**Given data**
▶

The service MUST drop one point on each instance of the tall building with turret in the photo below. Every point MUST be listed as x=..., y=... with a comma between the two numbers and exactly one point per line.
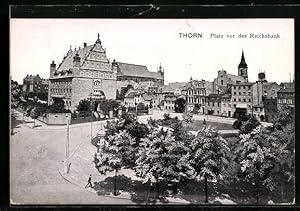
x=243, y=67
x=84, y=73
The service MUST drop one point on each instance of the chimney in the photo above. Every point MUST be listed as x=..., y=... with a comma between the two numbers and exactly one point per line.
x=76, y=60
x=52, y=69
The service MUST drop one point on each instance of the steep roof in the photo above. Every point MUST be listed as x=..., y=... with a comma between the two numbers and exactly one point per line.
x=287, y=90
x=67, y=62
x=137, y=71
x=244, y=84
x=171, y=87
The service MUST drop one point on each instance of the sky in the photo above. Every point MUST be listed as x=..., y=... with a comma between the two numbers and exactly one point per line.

◀
▶

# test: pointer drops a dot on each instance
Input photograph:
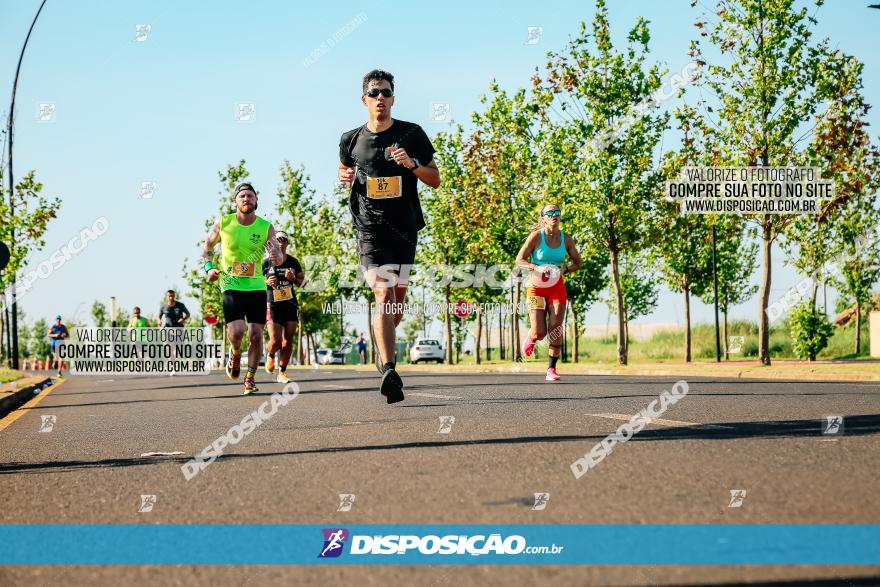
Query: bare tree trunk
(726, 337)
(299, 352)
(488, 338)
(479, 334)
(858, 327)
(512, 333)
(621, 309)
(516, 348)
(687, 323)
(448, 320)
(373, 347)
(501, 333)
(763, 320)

◀
▶

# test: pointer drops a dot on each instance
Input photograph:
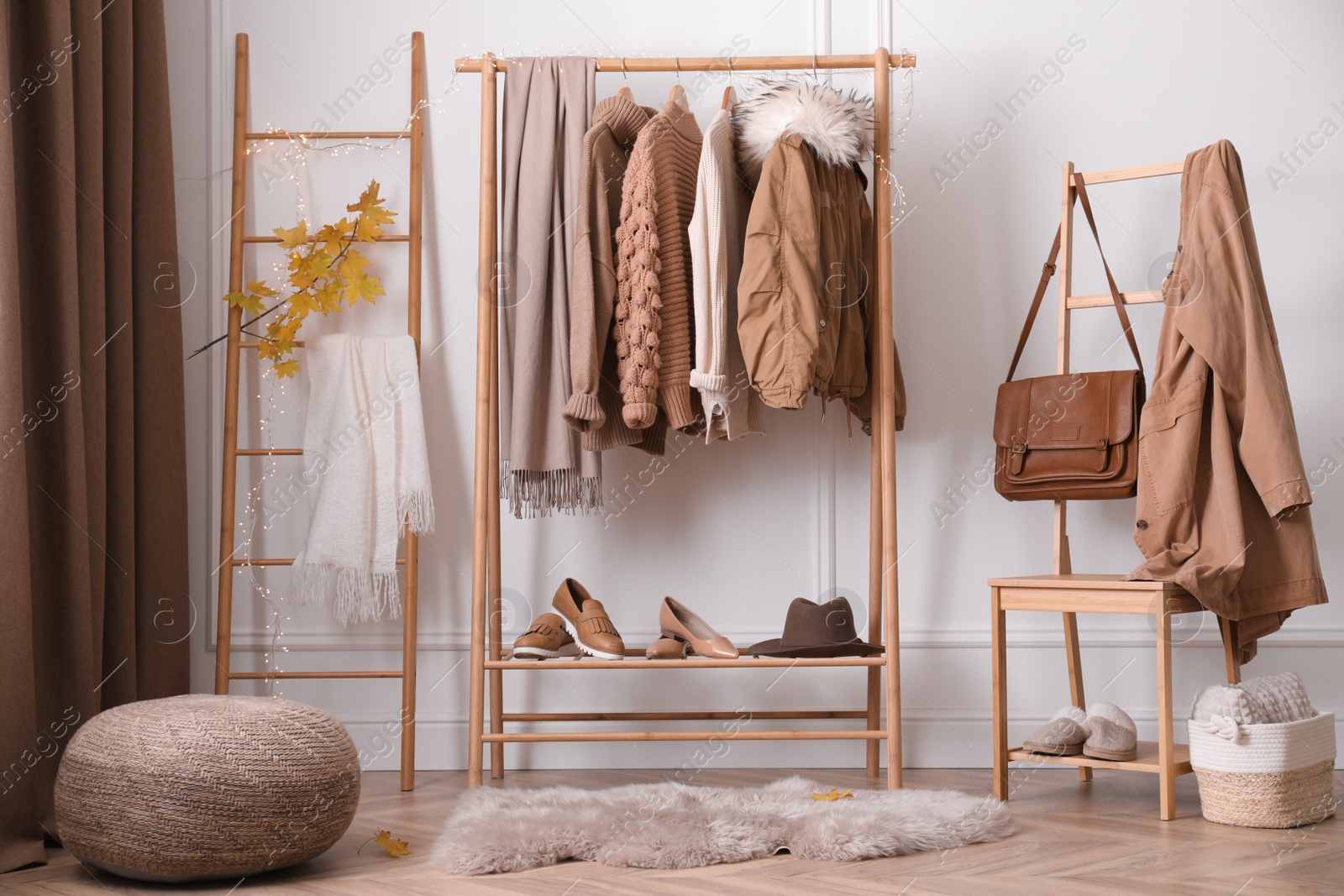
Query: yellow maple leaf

◀

**Exercise prompt**
From the records above, transcribe exactly the run of lines that opens with the line holding "of the chimney" and closes with the line holding "instance of the sky", both included.

**Output for this exercise**
The service MUST drop one point on each instance of the chimney in the photo above. Every point MUST be listed as x=..., y=... with a comma between the two numbers and exactly one point per line.
x=76, y=60
x=52, y=69
The service MUST drop one point on each instance of the steep roof in the photo above. Every point MUST be listed as x=..., y=... with a comma between the two numbers and exactly one point per line.
x=287, y=90
x=67, y=62
x=137, y=71
x=244, y=84
x=171, y=87
The service MUST drop one point on each instance of the sky in the photo above. Every point MUST be listed as x=..., y=... with a comma between the two numbers and exactly one point per line.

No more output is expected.